◆ GOAL OF THE EXERCISE
Can you reproduce the call transcript below word for word?

◆ EXTRACTED TEXT
And so we see more and more pressure and focus on going down that path in addition to some other things that may we’ll talk to in the next call, where the – that are good for us, where that are moving away from the traditional package part towards the singulated die and the wafer level burn-in that we have uniquely with our FOX-P products..
So did you say that, you had hope to get an order in the second-half of this year? Is that what you said, I didn’t catch that?.
So I could almost read it back to you, but I’m not going to do that. But we basically said that, we’re engaged with – here we go, I’m going to re-back to you.
So with several new customer opportunities for production burn-in with our FOX products that we expect to transition to production wins in the second-half of the fiscal year, and we’ll provide more information….
[Multiple Speakers] between this?.
Yes, not necessarily, not necessarily. We have – I don’t want to actually get into all the details about what those are. We have optical. We have some automotive. We have some die level customers in our funnel, if you will. So there’s several different customers that we’re engaged in.
And the emphasis as we talked about on kind of looking at our sales force and our channels with respect to distributors, one of the key pieces is, as we get out in front of customers right now with these products.
If you back up a couple few years ago for those that have been following our sort of 40-year start-up that we did in kind of retooling the company to go after these FOX level products. We were out trying to win customers with a roadmap of unique products that had wafer level test and burn-in.
And we had these beautiful photos and renditions of the designs, but we were out trying to land orders without even having the product yet.

◆ INFORMATION SHOWN

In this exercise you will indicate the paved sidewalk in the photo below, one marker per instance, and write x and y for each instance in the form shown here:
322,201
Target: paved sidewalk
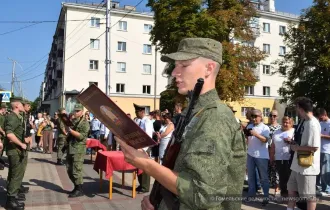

◆ TASK RESPONSE
And so we see more and more pressure and focus on going down that path in addition to some other things that may we’ll talk to in the next call, where the – that are good for us, where that are moving away from the traditional package part towards the singulated die and the wafer level burn-in that we have uniquely with our FOX-P products..
So did you say that, you had hope to get an order in the second-half of this year? Is that what you said, I didn’t catch that?.
So I could almost read it back to you, but I’m not going to do that. But we basically said that, we’re engaged with – here we go, I’m going to re-back to you.
So with several new customer opportunities for production burn-in with our FOX products that we expect to transition to production wins in the second-half of the fiscal year, and we’ll provide more information….
[Multiple Speakers] between this?.
Yes, not necessarily, not necessarily. We have – I don’t want to actually get into all the details about what those are. We have optical. We have some automotive. We have some die level customers in our funnel, if you will. So there’s several different customers that we’re engaged in.
And the emphasis as we talked about on kind of looking at our sales force and our channels with respect to distributors, one of the key pieces is, as we get out in front of customers right now with these products.
If you back up a couple few years ago for those that have been following our sort of 40-year start-up that we did in kind of retooling the company to go after these FOX level products. We were out trying to win customers with a roadmap of unique products that had wafer level test and burn-in.
And we had these beautiful photos and renditions of the designs, but we were out trying to land orders without even having the product yet.